There's no recovery to my sickness is what the nurse told me except constant medications, which is sad because I've ever read about people being cured, then it's something permanent in my life I have to succumb and endure, the nurses won't even talk about the cured people as maybe it easily skips the topic of cure and let it just a reminder that "there's no cure" the nurse said, it's something like diabetes having to take medicine daily to control the symptom, it's weird then I guess nurse shouldn't answer such thing and only doctors should, it's just painful answer after reading about cure, in jobclub have a news poster about someone got cured from schizophrenia then it can't happen to me, it sucks and scary how my neighbours have gone through it so many years without being cured, then I imagine my first year of medications have no nice treatment except normal usual daily stuff common sense like birthday celebration to go out, they don't treat me nice at all, like reminding to work, its like a doctor telling to work maybe then not an expert about it, because I can feel in pain but then still suggest if I will lose money from not working completely, or not get money at all. Doctors definitely are not the adviser of my life except to heed them only in matters of medicine consumption, other matter are just their personal opinion like smoking as something bad. Soldiers smoke to feel balance and stable, to be good in war, but they dont like this reason I assume, then it's made expensive by the government to create more difficulty to me, they totally don't care at all. No wonder people in the past can try many jobs because smoking are cheaper at that time and finally land a good job that they can buy cigarette even in this era.
I'm so unlucky how people even in my own family don't let me out of ward at that time, I definitely feel tortured, and they don't think when they talk, like will hurt me most of the time, I know in the end, they don't even wait for 1 year of medications to give me money, but will tell me to work instead, they are not happy even if I've tried my best and will be unhappy if I don't work, implying like I am a lazy person instead.
I think they really energized me to leave Sakinah completely and just ruin my own chances because actually she gave none, then I can't control doctor and relative to not visit her anymore, I mean to just leave her alone until the day she got schizophrenia then go to doctor herself and take medicine, all on her own, it feels the treatment to my life is like this, they're not nice to me including Sakinah, Wahdiah and Shahridah.
I think 1 day I will just try to fuck prostitute until they got pregnant to ruin myself because people are heartless to me, I think it's the best revenge to just create like an art of war that family have been ruined permanently, because the scar they doing to me by a lot of unhappiness they really don't reflect to matters like my 2nd sister really go out with other man breaking the point of marriage, means if my 2nd sister made wrong decision, then my relatives and family makes wrong decisions too, it's in the bloodline, then nobody becomes a psychologist to fix it, even doctors made mistake like giving me jobclub treatment and JOD that I lose money even after hard work. I think a nicer treatment would be needing like a counsellor to speak for us what we want in life, but the counsellor will have to side us if not it's like adding another poison into life. I feel like my family are poisonous in their mouth and care, it's painful I have been taking medicine daily but they are not nice to me even if it's reaching 1 year, like I need to become until writing this down. It's really sad like a horror movie where I will die a sad life as fact, then my ghost haunts my family members for revenge, it's just too much this way of care is so unstable.

• Extracted information:
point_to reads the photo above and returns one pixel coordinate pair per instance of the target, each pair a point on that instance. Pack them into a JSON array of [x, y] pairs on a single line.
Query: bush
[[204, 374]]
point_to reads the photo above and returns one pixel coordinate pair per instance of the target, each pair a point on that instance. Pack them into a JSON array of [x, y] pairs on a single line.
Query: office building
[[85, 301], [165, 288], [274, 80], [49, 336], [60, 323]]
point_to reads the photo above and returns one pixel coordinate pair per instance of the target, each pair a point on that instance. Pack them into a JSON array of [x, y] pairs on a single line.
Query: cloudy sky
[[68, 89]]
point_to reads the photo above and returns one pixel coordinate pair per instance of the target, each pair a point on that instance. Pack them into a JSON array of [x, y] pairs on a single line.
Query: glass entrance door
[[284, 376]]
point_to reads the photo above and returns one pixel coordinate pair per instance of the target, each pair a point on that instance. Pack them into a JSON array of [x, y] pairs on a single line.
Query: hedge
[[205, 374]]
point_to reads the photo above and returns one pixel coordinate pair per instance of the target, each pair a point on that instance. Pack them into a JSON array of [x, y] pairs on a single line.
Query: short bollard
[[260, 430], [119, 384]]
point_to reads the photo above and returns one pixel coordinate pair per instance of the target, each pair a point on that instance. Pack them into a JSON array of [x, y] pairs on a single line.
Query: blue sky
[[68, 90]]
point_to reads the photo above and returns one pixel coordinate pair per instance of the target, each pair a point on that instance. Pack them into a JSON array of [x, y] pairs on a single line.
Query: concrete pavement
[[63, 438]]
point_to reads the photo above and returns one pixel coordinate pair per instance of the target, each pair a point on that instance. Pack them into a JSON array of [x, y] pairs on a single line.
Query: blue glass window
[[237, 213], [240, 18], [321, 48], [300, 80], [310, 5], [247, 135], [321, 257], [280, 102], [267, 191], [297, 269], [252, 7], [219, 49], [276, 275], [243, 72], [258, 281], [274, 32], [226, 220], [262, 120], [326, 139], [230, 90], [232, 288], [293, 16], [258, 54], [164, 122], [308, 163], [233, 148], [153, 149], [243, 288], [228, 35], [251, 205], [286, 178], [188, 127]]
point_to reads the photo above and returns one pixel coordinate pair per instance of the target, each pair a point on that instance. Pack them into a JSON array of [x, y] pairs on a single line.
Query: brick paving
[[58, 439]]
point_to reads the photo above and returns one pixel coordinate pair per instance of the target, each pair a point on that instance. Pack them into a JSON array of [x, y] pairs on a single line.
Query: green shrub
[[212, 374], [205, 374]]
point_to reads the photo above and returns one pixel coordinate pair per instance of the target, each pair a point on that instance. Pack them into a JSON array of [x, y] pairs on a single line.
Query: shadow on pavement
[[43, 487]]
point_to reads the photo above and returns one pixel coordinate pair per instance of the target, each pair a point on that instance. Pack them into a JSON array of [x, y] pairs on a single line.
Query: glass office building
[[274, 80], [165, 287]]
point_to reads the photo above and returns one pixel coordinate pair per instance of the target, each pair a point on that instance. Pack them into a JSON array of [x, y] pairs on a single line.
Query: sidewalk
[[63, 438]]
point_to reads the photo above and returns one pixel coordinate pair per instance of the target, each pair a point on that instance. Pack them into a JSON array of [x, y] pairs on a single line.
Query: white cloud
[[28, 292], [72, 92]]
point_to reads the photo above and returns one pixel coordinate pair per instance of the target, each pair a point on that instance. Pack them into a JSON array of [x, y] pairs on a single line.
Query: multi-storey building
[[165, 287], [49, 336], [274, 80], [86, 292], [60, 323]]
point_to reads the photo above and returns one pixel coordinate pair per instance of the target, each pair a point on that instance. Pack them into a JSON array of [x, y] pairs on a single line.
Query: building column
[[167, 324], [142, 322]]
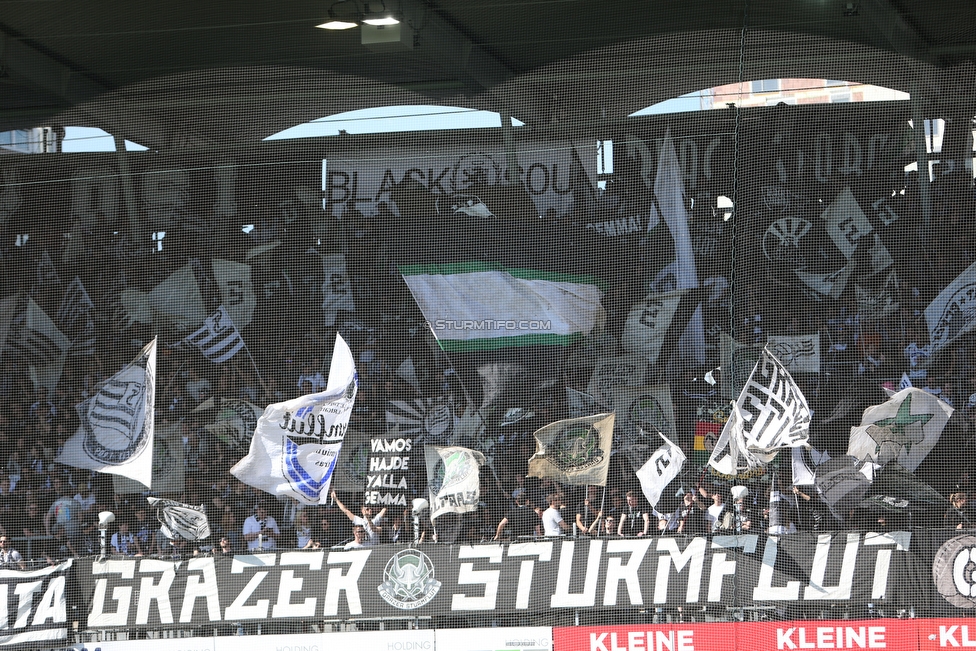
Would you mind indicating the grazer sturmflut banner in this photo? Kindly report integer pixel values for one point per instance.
(893, 570)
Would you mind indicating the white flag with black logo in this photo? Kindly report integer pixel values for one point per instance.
(76, 319)
(574, 451)
(798, 353)
(116, 432)
(731, 454)
(218, 339)
(774, 411)
(659, 470)
(180, 520)
(952, 313)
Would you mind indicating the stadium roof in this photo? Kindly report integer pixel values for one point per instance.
(179, 73)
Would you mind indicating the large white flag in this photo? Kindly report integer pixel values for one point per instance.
(39, 342)
(773, 410)
(168, 462)
(453, 479)
(669, 190)
(180, 520)
(218, 338)
(845, 222)
(951, 314)
(116, 432)
(903, 429)
(295, 447)
(731, 454)
(659, 470)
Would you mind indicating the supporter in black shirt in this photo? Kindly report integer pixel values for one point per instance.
(522, 520)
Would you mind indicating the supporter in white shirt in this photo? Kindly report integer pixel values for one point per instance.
(552, 520)
(371, 524)
(260, 530)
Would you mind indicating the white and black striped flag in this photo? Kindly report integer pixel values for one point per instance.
(180, 520)
(35, 339)
(76, 318)
(218, 339)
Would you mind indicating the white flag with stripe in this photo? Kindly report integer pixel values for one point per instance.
(774, 411)
(659, 470)
(180, 520)
(116, 432)
(76, 318)
(218, 339)
(296, 444)
(38, 342)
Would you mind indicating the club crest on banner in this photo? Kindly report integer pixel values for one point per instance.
(116, 428)
(452, 470)
(408, 580)
(576, 447)
(474, 170)
(952, 571)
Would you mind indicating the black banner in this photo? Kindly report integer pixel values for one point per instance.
(33, 605)
(854, 568)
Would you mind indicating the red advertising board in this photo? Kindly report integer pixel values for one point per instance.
(898, 634)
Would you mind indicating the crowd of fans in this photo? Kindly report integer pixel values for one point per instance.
(51, 511)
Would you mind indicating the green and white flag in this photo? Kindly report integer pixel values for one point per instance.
(846, 223)
(903, 429)
(475, 307)
(453, 479)
(574, 451)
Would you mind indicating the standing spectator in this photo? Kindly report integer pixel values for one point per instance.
(124, 541)
(370, 523)
(260, 530)
(359, 539)
(634, 521)
(589, 512)
(64, 517)
(958, 515)
(692, 516)
(552, 520)
(9, 557)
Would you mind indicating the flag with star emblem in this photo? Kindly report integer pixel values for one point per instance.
(903, 429)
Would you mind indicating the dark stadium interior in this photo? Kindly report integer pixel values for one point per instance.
(685, 261)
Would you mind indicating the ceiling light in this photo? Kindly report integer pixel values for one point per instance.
(381, 20)
(337, 24)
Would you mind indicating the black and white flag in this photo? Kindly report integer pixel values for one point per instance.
(76, 318)
(951, 314)
(35, 339)
(116, 431)
(218, 339)
(180, 520)
(774, 413)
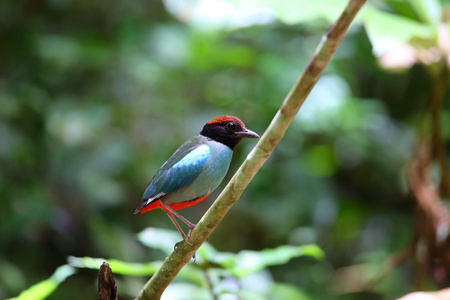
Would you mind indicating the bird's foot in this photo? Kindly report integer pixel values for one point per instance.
(191, 227)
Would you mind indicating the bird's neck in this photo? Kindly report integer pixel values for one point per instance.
(229, 142)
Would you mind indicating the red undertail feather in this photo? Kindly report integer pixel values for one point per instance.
(176, 206)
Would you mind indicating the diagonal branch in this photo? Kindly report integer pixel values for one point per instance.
(154, 288)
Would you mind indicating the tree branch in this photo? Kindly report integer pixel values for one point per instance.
(283, 118)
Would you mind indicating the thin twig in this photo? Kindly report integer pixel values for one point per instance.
(283, 118)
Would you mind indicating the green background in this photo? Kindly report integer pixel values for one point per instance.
(96, 95)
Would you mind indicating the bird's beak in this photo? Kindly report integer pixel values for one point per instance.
(248, 134)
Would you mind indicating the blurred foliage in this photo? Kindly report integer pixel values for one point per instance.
(95, 96)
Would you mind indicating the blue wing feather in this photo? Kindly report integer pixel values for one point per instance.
(181, 168)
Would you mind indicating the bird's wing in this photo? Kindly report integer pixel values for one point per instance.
(181, 168)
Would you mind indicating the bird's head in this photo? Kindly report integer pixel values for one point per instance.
(227, 130)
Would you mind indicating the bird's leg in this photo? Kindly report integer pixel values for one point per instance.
(191, 226)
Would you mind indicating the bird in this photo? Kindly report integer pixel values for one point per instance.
(195, 170)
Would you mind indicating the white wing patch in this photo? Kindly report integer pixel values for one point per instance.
(198, 154)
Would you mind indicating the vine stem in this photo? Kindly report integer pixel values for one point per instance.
(154, 288)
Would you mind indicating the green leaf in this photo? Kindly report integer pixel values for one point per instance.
(429, 11)
(247, 261)
(157, 238)
(386, 30)
(45, 288)
(134, 269)
(282, 291)
(117, 266)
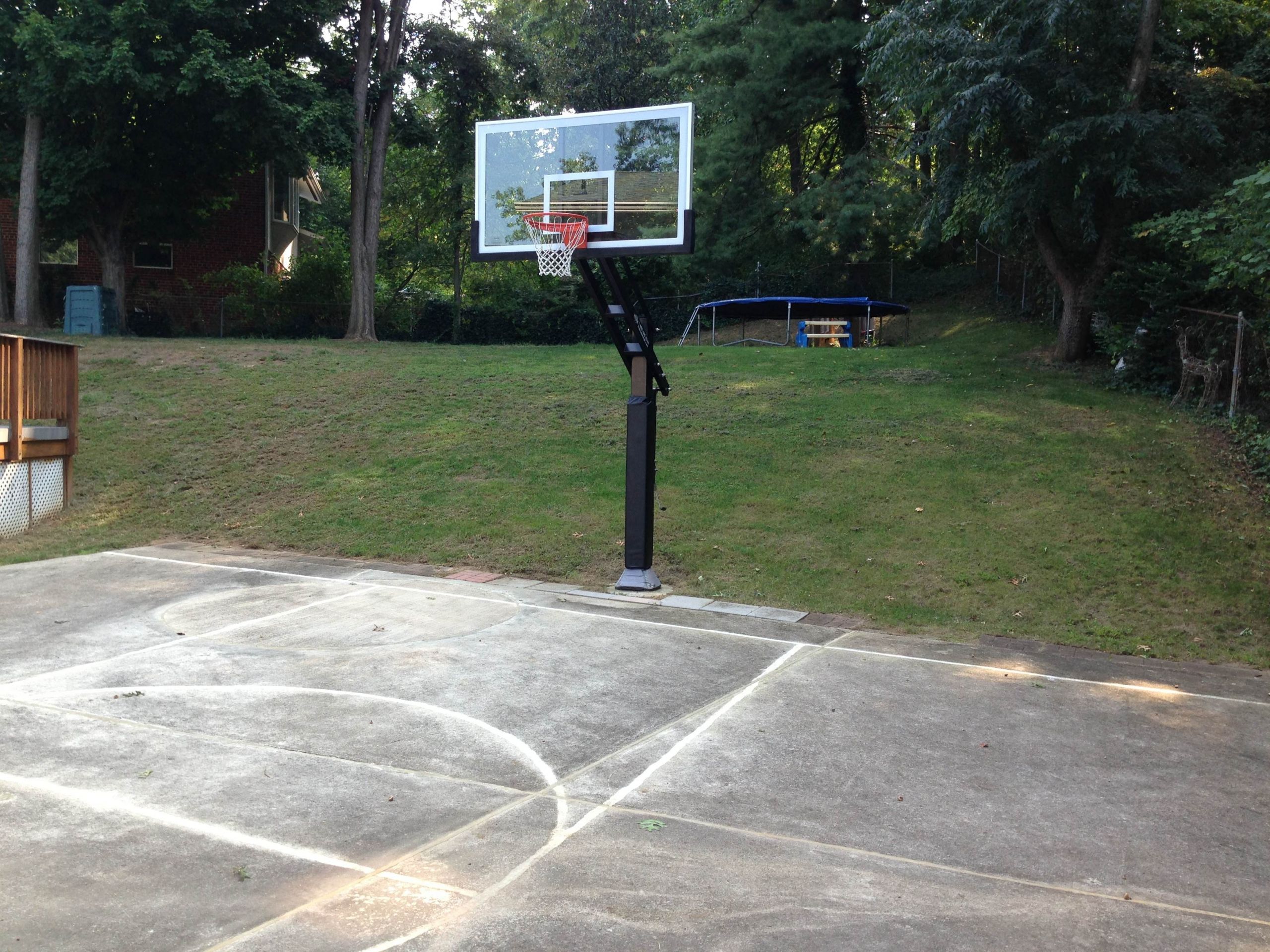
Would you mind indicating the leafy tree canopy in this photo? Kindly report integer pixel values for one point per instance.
(153, 108)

• About this exercise:
In the personal post, rewrite the part from "I'm so unlucky" up to and including "lazy person instead.", changing "ward" to "hospital".

• Reply to the task:
I'm so unlucky how people even in my own family don't let me out of hospital at that time, I definitely feel tortured, and they don't think when they talk, like will hurt me most of the time, I know in the end, they don't even wait for 1 year of medications to give me money, but will tell me to work instead, they are not happy even if I've tried my best and will be unhappy if I don't work, implying like I am a lazy person instead.